O citado autor ainda comenta que:

[...] o deputado perdeu seu caráter genuíno de representante e, conseqüentemente, as eleições adquirem um caráter plebiscitário nas que o povo outorga sua confiança e capacidade de decisão para uma legislação dada ao partido como organização e não às pessoas incluídas nas listas eleitorais, salvo, naturalmente, aos que se referem ao líder ou a uma minoria de líderes deste ou daquele partido. Finalmente, o sistema de partidos está constituído pelo número de seus componentes, pelas magnitudes relativas a cada um deles e, sobretudo, pelas relações entre si as quais, mais que nenhum outro fator, condicionaram a estabilidade do regime e o Estado democrático. (GARCIA-PELAIO, 1986, p. 83).

Na avaliação de Orides Mezzaroba (2004), há uma quarta forma de democracia. O autor nomeia esta quarta forma como democracia representativa partidária e a identifica como aquela que almeja uma mediação dos partidos políticos, do representante e do representado.

INSTRUÇÕES
[A] Segundo o trecho sobre democracia partidária, o que constitui o sistema de partidos? Liste tudo o que ele menciona.
[B] As afirmações abaixo estão de acordo com o trecho sobre democracia partidária? Responda sim ou não a cada uma e cite as palavras do trecho que decidem a resposta.
(i) Na citação, o povo confia sua capacidade de decisão ao partido como organização, e não às pessoas das listas eleitorais.
(ii) Mezzaroba chama a quarta forma de democracia de democracia direta participativa.
(iii) A citação afirma que o deputado conservou seu caráter genuíno de representante.

ITENS DO CONJUNTO
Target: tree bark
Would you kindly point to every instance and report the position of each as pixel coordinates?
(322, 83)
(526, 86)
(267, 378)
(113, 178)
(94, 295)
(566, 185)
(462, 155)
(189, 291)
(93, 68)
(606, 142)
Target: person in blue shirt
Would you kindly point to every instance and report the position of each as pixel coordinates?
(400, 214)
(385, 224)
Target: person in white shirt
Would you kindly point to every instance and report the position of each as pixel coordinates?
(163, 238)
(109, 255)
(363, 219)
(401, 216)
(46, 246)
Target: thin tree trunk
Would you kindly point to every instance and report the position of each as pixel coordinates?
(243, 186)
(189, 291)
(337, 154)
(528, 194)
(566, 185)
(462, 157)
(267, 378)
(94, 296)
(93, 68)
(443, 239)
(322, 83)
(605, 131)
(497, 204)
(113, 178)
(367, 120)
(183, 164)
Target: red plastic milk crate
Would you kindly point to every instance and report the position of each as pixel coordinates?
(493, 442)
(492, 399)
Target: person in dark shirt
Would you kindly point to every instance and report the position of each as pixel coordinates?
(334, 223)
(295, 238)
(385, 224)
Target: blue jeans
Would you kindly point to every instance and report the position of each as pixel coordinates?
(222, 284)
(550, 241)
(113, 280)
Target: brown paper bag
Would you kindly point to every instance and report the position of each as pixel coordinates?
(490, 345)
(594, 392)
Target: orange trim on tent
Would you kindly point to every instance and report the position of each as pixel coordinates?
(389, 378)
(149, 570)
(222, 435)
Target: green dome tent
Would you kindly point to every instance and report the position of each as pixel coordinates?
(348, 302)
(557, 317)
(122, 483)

* * *

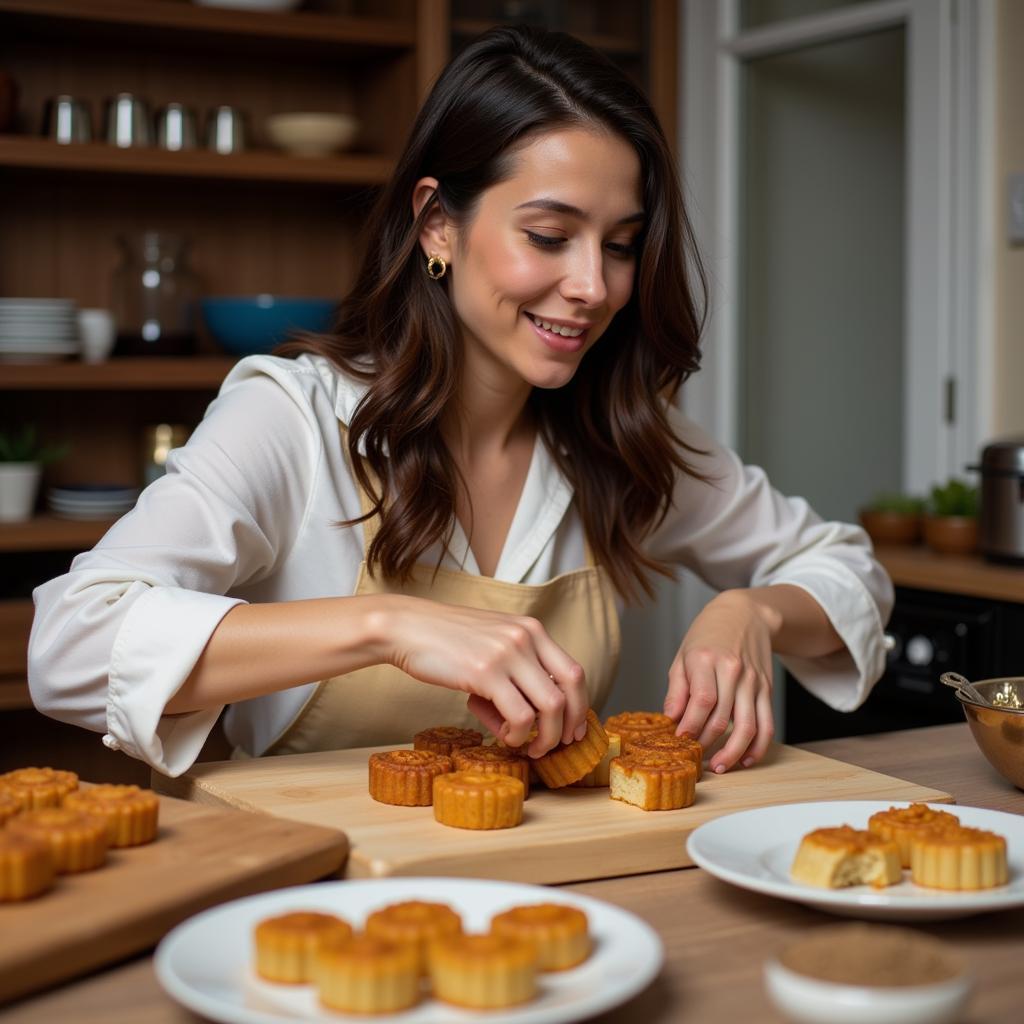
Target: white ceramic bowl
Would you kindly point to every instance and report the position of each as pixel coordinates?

...

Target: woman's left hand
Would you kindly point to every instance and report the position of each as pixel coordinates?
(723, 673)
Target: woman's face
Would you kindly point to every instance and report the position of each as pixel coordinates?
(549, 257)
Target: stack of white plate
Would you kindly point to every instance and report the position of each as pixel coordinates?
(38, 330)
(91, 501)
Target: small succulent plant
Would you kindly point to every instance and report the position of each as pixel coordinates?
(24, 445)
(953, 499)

RESPOSTAS
[A]
- o número de seus componentes
- as magnitudes relativas a cada um deles
- as relações entre si

[B]
(i) Sim: "o povo outorga sua confiança e capacidade de decisão para uma legislação dada ao partido como organização e não às pessoas incluídas nas listas eleitorais"
(ii) Não: "O autor nomeia esta quarta forma como democracia representativa partidária"
(iii) Não: "o deputado perdeu seu caráter genuíno de representante"